> Task objective:
Copy out each of the entries below word for word, leaving out the pictures.

> Items listed in a dataset:

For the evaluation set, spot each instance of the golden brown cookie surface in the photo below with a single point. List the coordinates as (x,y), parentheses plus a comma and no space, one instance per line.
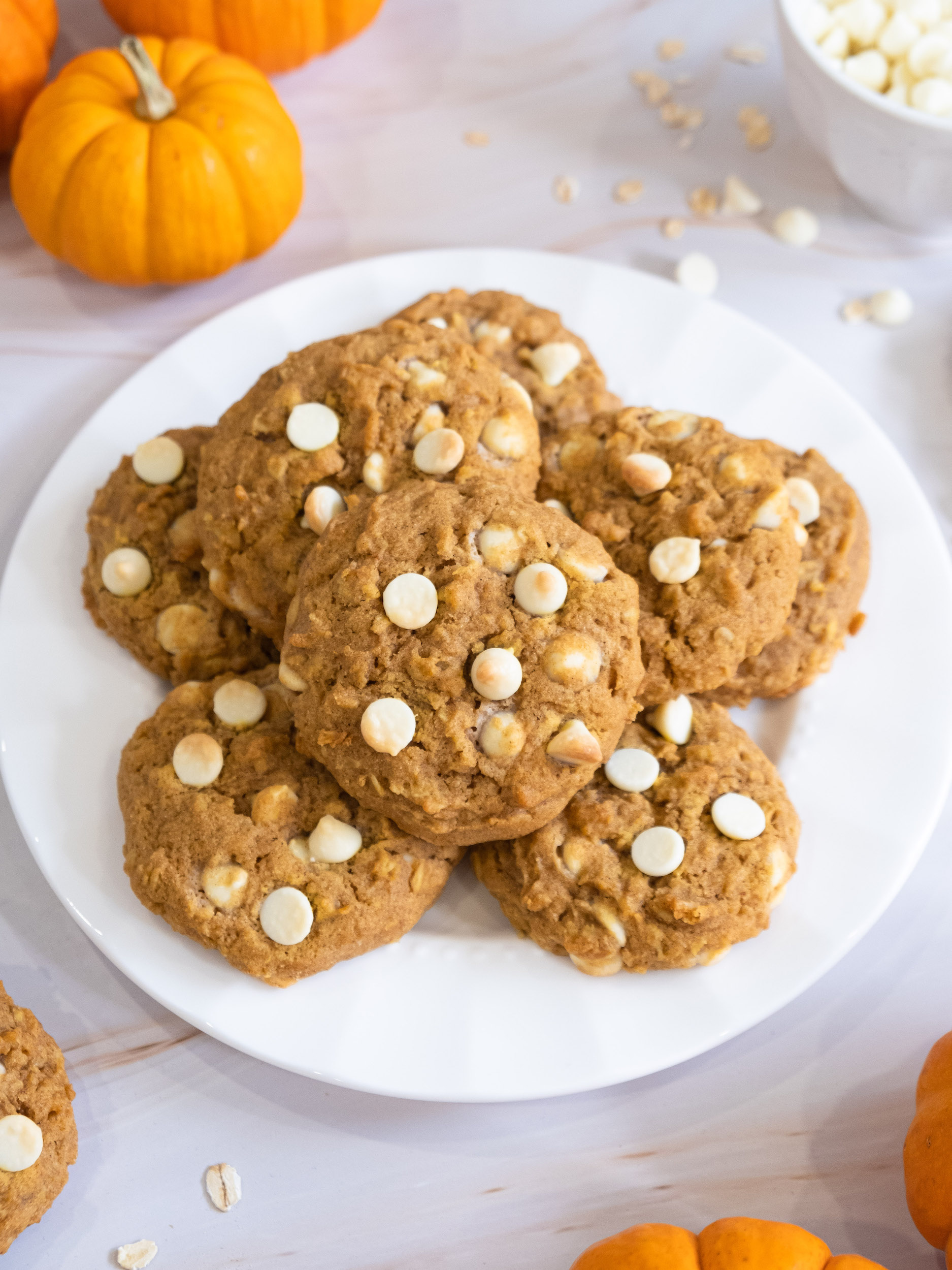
(555,366)
(574,887)
(34,1084)
(700,519)
(359,415)
(833,573)
(143,540)
(247,846)
(465,658)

> Exercise result:
For the evaluation set, spot each instance of the golden brown cookie surface in the photo below with a single point. List the coordinates as (x,y), parentheses plus a comma and no space, one instance per line.
(555,366)
(574,887)
(34,1084)
(700,519)
(359,415)
(833,573)
(143,540)
(247,846)
(465,658)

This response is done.